- _EXERCISE OBJECTIVE_
Read through the lines below and copy the ones holding the string "TARGET".

- _RECORDS FOR THIS TASK_
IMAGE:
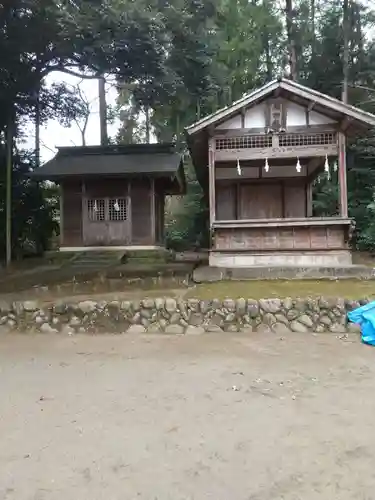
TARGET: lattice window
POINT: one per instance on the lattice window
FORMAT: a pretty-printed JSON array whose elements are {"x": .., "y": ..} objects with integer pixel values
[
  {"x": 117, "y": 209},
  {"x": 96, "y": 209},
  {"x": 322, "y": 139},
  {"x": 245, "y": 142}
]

==

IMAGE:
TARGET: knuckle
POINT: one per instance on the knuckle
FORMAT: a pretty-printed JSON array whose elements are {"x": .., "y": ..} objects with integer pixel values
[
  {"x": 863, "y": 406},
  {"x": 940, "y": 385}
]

- _TASK RESPONSE_
TARGET: lattice window
TARGET: knuckle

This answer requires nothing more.